Recorded data —

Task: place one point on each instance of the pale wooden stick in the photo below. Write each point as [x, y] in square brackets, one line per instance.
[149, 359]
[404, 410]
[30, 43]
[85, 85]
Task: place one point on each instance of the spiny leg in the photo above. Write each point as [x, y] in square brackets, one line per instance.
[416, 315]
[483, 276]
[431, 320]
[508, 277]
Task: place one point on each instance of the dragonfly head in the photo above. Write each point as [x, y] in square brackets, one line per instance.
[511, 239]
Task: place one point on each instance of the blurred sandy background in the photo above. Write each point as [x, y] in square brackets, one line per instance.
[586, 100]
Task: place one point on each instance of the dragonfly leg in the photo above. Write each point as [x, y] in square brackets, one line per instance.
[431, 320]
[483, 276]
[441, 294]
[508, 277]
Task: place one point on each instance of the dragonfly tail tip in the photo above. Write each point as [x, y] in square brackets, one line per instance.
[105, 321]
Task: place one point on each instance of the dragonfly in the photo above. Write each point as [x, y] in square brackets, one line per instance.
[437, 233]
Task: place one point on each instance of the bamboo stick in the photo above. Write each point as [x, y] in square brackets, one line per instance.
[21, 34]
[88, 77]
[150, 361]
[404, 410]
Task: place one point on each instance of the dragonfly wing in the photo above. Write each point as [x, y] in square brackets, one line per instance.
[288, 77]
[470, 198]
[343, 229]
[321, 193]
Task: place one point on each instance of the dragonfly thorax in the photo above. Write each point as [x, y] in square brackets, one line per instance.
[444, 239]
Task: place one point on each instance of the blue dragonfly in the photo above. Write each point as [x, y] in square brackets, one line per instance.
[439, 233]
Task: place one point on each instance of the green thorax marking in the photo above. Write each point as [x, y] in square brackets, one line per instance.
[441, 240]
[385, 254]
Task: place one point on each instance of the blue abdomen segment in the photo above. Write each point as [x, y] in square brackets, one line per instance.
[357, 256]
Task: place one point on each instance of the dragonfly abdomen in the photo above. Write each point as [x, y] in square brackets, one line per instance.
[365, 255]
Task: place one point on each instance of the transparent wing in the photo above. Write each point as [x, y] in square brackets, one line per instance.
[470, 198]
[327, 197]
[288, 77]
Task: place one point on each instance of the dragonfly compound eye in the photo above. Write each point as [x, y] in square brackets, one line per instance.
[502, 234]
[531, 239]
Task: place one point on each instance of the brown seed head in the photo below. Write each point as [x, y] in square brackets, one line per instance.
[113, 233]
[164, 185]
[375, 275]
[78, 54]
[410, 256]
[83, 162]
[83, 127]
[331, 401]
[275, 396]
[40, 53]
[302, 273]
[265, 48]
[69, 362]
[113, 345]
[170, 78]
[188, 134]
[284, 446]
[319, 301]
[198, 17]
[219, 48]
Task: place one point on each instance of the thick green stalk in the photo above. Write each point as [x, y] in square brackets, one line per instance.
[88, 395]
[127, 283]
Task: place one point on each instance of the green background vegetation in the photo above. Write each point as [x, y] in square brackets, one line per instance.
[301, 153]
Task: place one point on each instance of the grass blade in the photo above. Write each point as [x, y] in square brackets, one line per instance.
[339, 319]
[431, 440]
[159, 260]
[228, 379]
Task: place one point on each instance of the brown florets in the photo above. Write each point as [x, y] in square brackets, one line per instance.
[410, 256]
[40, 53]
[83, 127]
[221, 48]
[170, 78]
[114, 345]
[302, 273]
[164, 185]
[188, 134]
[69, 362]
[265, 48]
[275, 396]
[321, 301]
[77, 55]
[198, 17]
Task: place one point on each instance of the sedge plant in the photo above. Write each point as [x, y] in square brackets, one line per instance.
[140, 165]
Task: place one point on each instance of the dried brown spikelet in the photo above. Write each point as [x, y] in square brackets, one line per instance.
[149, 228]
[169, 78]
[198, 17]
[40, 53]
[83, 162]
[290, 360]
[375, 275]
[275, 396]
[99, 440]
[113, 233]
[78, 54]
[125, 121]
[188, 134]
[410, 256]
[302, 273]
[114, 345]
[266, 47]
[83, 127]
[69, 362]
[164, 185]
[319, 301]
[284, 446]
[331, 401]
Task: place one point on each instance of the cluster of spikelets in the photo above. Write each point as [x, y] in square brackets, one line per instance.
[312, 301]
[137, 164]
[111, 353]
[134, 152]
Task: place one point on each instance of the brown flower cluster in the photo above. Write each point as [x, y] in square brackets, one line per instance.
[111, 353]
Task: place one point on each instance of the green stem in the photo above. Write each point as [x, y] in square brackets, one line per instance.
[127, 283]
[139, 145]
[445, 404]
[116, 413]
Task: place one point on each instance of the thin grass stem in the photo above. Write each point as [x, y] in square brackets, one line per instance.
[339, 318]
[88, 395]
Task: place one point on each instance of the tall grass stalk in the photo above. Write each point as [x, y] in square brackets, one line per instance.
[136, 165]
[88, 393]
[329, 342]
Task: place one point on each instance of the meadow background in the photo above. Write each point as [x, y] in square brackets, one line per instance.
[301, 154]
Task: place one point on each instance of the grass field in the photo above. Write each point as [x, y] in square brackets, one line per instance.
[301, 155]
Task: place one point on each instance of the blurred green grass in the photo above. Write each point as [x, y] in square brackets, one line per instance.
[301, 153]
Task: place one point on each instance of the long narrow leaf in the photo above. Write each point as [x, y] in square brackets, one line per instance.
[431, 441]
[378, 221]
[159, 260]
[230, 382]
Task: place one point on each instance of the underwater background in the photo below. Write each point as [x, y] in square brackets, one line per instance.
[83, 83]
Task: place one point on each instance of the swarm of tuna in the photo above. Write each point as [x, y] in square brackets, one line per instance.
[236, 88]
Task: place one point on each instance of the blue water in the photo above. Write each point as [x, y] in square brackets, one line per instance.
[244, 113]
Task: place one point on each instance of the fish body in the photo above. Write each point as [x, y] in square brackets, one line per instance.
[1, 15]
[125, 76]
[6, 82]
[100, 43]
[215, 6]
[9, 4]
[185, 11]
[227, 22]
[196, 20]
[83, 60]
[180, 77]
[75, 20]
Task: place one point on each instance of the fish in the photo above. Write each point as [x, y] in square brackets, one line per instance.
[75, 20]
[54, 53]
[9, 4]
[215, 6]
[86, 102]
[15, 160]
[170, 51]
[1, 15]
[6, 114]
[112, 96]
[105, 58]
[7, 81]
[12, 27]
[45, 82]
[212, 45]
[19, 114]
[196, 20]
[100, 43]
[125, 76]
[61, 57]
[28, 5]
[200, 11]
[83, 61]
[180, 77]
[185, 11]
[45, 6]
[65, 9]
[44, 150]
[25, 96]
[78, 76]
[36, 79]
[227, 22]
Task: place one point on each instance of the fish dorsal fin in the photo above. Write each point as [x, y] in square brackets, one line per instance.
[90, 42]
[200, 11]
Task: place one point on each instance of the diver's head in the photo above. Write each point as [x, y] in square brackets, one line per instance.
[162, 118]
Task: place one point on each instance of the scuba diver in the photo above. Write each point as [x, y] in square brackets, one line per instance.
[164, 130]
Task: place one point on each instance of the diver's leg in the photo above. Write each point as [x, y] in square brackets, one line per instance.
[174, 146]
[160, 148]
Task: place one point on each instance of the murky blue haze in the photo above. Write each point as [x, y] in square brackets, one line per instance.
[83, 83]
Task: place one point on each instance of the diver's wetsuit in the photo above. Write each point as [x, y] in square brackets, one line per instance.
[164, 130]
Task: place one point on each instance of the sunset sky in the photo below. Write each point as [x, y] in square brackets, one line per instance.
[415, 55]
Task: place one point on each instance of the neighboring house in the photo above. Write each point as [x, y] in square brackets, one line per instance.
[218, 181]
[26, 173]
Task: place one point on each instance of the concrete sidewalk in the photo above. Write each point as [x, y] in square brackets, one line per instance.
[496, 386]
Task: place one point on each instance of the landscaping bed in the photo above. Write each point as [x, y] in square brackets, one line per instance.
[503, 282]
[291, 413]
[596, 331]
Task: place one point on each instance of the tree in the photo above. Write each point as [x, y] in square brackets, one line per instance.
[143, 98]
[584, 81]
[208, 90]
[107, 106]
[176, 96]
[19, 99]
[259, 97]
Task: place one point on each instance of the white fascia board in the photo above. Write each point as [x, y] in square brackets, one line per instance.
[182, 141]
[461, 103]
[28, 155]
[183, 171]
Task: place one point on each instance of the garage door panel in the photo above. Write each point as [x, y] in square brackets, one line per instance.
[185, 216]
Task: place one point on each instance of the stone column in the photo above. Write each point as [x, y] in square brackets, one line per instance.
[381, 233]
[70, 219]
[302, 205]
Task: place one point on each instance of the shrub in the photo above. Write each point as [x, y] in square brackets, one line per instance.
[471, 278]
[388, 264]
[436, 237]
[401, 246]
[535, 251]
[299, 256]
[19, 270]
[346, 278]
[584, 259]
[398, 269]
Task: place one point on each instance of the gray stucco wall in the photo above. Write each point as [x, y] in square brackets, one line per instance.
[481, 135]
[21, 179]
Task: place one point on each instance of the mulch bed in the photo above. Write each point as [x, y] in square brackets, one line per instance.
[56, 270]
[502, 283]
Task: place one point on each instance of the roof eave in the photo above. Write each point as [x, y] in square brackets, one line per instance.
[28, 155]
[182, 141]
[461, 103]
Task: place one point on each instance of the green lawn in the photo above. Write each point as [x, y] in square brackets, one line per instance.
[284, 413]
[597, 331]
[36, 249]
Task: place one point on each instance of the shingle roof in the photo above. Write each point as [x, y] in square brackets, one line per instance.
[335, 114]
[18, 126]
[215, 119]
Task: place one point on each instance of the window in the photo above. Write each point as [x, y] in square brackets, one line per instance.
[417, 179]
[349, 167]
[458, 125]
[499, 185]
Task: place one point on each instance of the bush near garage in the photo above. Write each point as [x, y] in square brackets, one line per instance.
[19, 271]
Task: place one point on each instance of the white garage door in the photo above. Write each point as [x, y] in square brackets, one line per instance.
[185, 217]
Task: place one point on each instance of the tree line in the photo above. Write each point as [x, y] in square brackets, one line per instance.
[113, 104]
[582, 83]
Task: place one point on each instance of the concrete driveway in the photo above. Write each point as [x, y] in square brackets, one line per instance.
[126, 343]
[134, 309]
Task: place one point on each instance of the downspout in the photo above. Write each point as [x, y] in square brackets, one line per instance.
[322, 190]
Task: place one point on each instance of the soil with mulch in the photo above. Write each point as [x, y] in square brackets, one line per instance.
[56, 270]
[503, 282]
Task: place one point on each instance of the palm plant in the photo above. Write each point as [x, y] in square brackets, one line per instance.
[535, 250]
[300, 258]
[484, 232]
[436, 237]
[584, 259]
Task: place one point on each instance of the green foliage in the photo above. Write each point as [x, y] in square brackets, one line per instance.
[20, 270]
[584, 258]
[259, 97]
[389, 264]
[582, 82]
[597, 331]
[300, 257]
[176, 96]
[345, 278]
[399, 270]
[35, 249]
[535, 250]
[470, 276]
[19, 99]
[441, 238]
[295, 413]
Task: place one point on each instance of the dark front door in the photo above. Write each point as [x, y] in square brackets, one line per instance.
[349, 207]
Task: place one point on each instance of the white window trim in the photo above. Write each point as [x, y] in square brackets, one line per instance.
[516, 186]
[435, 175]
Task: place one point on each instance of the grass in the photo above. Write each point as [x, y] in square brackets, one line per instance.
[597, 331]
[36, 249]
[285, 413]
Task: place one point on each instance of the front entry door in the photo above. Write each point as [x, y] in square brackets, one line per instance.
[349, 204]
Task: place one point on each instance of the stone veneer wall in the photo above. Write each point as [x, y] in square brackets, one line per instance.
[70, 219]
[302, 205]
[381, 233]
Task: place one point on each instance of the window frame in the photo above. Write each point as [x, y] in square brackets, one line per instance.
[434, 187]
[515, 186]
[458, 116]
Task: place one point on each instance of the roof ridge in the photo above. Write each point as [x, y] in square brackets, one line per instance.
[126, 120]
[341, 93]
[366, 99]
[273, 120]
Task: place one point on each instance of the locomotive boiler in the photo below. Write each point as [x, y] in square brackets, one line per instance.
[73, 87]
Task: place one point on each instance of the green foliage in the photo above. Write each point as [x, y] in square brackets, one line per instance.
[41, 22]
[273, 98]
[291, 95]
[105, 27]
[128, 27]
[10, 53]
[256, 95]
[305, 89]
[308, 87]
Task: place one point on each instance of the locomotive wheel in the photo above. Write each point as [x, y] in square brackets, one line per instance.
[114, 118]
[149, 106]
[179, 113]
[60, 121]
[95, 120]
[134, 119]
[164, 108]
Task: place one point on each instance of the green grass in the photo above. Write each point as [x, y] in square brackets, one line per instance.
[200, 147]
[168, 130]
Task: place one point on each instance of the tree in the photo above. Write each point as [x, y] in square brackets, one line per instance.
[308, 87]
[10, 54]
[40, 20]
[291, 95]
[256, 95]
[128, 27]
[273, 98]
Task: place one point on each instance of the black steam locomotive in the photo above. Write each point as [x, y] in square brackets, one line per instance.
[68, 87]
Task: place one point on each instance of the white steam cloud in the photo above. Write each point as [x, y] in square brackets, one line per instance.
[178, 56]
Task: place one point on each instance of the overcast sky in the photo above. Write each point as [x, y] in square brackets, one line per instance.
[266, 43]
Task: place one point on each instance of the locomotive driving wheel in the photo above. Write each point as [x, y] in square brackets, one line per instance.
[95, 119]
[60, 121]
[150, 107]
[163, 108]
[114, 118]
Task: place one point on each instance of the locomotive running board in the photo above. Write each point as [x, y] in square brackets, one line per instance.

Task to carry out —
Using the material above, reproduce exactly the line that contains "Task: place one point on each instance of the locomotive boiler" and all lines after it through the last one, and only those.

Solution —
Task: place one point on each instance of the locomotive boiler in the photo below. Write each point as [x, y] in square brackets, one line per instance.
[73, 87]
Task: place one point on each instance of the green foliage in the photo above. Write each point as [x, y] in square brackets, one line per instance.
[41, 22]
[273, 98]
[291, 95]
[105, 27]
[128, 27]
[10, 53]
[256, 95]
[305, 89]
[308, 87]
Task: place one point on each instance of the locomotive wheel in the photo above. Write each point as [x, y] in square brackets, one line per instance.
[114, 118]
[149, 106]
[179, 113]
[60, 121]
[95, 120]
[134, 119]
[164, 108]
Task: place one point on each instance of the green grass in the photo above. Write each point as [x, y] in square brackets, one line per instance.
[200, 147]
[168, 130]
Task: place one point on each instance of the tree in the photo above. Write each point as [x, y] in square brackets, one line per instance.
[308, 87]
[10, 54]
[40, 20]
[291, 95]
[256, 95]
[128, 27]
[273, 98]
Task: place one point on each instance of the black steam locomotive in the photo above. Write each point as [x, y] in square brackets, one line per instance.
[68, 87]
Task: place one point on each instance of the white steam cloud in the photo above. Write each point as [x, y] in square brackets, one line per instance.
[178, 56]
Task: place one point on each instance of the overcast sky in the photo above. Write each point as [x, y] in square brackets, one line per instance.
[266, 43]
Task: place one point on each instance of the locomotive driving wheel in the photo above. Write each point as [x, y] in square brackets, one line per instance.
[95, 119]
[60, 121]
[150, 107]
[163, 108]
[114, 118]
Task: place one point on each instance of the locomotive running board in the photo above. Write each point as [x, y] in square brackets, one line per instance.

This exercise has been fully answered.